╭─ Data provided
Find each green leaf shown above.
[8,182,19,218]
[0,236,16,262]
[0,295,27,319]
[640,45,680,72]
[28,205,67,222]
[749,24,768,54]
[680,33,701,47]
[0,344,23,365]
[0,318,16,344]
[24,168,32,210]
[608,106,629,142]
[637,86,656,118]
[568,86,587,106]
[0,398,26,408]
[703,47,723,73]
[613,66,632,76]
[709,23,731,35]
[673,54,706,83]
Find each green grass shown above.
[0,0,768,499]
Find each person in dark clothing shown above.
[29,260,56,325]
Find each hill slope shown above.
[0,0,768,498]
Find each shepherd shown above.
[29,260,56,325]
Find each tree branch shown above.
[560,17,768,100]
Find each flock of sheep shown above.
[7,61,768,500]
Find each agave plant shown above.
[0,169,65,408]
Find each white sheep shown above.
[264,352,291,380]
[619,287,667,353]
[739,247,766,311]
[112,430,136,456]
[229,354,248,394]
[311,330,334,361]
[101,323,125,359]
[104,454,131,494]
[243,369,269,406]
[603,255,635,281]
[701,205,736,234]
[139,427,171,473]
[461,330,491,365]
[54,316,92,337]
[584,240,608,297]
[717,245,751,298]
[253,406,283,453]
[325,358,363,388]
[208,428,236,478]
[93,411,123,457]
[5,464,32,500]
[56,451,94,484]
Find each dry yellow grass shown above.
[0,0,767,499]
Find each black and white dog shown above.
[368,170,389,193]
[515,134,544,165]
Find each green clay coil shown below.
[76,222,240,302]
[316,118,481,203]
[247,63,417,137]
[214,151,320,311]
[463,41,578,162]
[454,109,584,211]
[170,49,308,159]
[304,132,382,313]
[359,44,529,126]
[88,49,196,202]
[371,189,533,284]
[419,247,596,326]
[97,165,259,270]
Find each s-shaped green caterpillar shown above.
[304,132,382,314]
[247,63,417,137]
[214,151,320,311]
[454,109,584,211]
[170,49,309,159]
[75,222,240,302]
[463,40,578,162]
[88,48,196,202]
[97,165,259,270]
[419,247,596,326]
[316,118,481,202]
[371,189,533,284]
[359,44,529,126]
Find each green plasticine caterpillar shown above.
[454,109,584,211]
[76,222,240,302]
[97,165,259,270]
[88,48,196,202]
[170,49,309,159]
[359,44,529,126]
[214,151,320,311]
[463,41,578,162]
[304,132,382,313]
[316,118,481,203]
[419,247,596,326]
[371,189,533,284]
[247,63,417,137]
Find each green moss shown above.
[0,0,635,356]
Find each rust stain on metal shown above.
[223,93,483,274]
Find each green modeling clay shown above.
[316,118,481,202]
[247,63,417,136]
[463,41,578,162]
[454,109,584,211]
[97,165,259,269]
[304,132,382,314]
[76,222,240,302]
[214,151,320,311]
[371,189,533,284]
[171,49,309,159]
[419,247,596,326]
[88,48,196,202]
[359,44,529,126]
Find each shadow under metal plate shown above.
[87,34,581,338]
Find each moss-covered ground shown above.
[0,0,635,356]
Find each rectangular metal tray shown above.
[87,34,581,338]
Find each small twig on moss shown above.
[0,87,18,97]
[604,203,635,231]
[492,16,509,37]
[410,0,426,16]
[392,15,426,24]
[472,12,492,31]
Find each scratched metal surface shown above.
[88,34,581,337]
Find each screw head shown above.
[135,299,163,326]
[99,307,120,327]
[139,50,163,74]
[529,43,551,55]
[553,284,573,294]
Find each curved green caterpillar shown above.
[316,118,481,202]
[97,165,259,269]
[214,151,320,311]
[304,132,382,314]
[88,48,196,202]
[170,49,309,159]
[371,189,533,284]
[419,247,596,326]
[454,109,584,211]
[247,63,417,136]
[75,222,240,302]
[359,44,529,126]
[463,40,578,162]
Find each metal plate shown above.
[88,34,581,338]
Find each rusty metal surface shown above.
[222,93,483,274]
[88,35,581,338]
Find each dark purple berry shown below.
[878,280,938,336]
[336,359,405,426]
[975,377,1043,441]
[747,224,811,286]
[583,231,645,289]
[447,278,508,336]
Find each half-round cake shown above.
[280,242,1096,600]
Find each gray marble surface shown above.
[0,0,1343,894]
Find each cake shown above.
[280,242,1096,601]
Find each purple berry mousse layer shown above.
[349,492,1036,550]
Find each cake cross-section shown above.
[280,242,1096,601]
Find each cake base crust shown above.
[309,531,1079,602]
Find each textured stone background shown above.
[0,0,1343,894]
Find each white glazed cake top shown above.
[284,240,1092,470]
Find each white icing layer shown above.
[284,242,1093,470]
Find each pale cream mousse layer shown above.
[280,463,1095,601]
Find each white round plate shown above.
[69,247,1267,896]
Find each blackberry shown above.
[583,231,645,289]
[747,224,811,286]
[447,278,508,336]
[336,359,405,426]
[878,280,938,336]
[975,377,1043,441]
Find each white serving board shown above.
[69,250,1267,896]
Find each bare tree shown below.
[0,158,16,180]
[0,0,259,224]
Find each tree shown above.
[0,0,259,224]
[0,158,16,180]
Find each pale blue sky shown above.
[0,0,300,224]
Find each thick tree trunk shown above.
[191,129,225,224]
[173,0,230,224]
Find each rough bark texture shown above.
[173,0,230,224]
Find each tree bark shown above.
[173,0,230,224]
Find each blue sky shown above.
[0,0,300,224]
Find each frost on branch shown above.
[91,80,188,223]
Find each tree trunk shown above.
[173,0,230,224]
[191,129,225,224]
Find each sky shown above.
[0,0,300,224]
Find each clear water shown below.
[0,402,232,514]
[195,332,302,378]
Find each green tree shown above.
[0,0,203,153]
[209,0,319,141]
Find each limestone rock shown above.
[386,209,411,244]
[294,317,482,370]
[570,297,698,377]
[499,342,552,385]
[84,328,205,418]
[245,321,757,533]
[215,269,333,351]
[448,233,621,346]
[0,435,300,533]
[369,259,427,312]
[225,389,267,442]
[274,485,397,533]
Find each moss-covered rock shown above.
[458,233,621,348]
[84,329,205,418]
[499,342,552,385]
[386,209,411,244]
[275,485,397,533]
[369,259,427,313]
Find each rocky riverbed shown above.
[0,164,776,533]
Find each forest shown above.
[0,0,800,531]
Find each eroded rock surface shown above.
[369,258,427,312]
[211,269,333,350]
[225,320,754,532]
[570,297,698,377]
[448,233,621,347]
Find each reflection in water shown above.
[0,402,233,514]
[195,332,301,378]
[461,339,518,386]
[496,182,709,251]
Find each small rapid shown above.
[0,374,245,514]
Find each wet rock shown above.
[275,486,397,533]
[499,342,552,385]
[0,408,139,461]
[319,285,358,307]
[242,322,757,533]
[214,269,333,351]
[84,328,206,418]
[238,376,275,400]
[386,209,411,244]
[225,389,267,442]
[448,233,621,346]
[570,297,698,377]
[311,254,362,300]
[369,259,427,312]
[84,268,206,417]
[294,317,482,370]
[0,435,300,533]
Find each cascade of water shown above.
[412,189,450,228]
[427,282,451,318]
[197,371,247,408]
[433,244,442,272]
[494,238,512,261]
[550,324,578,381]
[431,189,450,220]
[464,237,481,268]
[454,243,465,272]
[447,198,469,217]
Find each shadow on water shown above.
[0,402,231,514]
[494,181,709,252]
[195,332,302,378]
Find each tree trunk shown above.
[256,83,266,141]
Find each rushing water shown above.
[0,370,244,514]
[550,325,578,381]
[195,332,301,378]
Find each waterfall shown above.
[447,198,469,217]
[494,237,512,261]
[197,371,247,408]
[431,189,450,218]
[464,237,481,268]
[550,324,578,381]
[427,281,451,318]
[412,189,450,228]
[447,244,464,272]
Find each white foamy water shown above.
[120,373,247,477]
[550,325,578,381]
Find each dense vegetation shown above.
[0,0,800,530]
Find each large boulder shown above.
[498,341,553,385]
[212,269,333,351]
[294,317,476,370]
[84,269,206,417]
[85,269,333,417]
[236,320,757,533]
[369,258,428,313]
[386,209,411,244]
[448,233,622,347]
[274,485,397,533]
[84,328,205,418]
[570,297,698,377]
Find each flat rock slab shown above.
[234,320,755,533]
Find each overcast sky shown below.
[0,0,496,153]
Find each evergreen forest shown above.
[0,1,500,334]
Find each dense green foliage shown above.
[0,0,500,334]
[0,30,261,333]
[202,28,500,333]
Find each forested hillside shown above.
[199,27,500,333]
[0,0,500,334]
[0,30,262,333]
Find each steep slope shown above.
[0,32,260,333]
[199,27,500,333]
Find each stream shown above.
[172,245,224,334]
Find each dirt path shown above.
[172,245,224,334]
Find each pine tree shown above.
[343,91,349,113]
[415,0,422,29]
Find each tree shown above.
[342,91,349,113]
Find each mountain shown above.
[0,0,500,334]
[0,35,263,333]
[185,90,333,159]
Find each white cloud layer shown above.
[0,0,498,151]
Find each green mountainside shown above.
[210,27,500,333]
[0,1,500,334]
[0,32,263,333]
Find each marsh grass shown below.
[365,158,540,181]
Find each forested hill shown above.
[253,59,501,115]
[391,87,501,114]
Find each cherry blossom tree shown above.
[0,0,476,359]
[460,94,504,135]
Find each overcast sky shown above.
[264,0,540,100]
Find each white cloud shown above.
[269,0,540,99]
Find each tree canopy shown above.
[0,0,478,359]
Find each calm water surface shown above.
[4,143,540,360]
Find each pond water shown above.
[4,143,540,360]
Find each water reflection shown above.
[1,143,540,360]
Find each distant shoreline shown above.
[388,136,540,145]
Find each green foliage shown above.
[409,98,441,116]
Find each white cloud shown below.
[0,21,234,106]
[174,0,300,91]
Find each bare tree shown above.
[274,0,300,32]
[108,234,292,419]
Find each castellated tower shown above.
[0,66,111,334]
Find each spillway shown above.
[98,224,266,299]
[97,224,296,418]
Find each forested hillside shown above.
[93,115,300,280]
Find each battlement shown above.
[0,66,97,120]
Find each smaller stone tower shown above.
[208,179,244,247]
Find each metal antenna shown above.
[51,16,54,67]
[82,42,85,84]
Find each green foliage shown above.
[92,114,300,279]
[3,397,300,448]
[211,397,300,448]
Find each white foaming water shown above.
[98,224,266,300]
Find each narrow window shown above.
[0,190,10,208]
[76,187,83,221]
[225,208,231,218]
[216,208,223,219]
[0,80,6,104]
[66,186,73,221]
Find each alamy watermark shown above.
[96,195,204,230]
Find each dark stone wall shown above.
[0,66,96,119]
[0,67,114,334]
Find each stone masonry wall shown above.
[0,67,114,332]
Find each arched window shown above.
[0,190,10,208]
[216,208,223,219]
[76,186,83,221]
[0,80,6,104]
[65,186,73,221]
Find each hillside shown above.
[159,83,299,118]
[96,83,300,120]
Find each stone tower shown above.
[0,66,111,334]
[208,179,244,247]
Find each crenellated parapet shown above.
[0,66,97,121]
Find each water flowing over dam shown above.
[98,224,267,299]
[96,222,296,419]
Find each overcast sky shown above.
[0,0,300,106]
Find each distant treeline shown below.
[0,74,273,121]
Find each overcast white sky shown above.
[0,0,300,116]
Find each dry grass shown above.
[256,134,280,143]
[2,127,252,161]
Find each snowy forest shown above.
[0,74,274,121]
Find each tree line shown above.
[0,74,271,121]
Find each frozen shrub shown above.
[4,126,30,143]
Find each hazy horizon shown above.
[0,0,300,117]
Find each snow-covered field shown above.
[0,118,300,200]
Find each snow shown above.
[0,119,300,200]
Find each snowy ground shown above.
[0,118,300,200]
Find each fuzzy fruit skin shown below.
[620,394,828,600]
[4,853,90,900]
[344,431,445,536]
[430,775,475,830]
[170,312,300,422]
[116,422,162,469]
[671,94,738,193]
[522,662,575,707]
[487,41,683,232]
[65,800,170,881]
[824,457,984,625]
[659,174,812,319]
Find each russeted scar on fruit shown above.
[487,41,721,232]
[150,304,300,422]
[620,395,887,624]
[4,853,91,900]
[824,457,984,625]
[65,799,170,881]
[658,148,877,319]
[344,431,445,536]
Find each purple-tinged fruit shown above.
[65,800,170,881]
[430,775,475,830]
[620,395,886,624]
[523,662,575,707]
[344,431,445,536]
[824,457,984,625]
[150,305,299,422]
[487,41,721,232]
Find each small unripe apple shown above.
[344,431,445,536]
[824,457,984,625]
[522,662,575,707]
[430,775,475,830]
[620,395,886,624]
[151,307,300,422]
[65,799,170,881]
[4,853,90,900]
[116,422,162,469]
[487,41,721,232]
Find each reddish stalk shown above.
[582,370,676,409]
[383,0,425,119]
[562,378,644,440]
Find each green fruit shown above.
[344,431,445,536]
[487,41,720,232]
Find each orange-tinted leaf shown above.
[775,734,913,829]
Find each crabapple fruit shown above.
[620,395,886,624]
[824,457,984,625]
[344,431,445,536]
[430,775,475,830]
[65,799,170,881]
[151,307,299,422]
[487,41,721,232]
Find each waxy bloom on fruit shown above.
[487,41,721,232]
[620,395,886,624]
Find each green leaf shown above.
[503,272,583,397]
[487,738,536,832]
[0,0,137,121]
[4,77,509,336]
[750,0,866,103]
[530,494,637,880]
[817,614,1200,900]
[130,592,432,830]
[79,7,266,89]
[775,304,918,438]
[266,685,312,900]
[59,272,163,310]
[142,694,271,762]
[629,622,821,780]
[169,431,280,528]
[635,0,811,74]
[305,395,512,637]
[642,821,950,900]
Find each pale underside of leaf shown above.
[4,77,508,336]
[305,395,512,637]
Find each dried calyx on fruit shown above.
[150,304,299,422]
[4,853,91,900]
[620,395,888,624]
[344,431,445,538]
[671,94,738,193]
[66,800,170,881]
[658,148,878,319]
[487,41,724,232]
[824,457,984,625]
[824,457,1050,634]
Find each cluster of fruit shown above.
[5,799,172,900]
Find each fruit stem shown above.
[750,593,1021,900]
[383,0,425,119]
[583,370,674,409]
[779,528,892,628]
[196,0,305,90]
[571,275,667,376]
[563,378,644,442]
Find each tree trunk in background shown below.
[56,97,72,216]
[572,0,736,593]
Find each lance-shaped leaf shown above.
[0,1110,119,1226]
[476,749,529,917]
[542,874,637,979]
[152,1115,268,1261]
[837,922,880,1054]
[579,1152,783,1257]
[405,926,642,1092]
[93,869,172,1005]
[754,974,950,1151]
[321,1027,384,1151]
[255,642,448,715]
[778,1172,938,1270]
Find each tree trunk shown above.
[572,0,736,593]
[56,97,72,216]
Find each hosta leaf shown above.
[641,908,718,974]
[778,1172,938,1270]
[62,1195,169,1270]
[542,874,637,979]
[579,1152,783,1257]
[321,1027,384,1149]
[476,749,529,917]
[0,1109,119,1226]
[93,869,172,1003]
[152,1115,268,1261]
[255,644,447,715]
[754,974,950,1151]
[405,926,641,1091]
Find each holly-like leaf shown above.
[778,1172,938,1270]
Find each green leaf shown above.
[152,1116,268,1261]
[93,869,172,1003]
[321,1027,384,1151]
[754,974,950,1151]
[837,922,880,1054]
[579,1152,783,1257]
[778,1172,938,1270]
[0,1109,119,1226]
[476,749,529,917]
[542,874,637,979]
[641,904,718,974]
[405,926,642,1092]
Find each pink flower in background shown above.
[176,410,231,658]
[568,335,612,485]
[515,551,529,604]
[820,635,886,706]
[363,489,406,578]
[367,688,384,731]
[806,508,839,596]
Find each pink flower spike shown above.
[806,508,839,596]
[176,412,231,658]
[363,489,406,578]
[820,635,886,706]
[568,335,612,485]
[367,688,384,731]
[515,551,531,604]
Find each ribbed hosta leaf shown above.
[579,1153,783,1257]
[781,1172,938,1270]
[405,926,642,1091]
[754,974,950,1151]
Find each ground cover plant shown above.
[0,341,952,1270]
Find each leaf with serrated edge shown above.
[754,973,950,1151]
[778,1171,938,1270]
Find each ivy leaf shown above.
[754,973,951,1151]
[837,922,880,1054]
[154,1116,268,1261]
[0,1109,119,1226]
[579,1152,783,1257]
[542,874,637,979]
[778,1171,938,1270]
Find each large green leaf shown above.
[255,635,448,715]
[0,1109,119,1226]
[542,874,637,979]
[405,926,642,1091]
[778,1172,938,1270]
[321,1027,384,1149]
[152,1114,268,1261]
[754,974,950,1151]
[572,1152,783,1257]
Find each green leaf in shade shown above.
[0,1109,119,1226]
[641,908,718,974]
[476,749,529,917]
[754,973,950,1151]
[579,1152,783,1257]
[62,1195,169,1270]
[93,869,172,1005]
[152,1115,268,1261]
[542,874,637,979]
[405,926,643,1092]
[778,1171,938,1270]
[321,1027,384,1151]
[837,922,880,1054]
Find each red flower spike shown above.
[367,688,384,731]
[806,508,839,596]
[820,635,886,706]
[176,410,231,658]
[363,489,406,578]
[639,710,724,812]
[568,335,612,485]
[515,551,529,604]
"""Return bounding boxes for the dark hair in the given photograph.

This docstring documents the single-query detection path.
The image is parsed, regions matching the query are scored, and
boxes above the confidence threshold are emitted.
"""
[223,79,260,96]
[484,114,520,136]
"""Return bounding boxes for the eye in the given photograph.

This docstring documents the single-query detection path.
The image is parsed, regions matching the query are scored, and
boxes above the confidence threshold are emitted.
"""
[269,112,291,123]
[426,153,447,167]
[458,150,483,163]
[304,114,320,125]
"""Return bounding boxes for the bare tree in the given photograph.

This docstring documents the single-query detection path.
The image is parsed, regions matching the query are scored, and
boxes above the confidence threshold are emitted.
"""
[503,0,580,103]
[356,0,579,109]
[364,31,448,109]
╰─
Job: Reproduce everything in the listing from the line containing "Find each pink flower in" down to the line containing "[515,551,531,604]", with both of those lines included.

Solution for this task:
Find each pink flower in background shown above.
[176,410,231,658]
[568,335,612,485]
[515,551,529,604]
[820,635,886,706]
[363,489,406,578]
[367,688,384,731]
[806,508,839,596]
Find each pink flower spike shown above.
[806,508,839,596]
[176,412,231,658]
[363,489,406,578]
[820,635,886,706]
[568,335,612,485]
[367,688,384,731]
[515,551,531,604]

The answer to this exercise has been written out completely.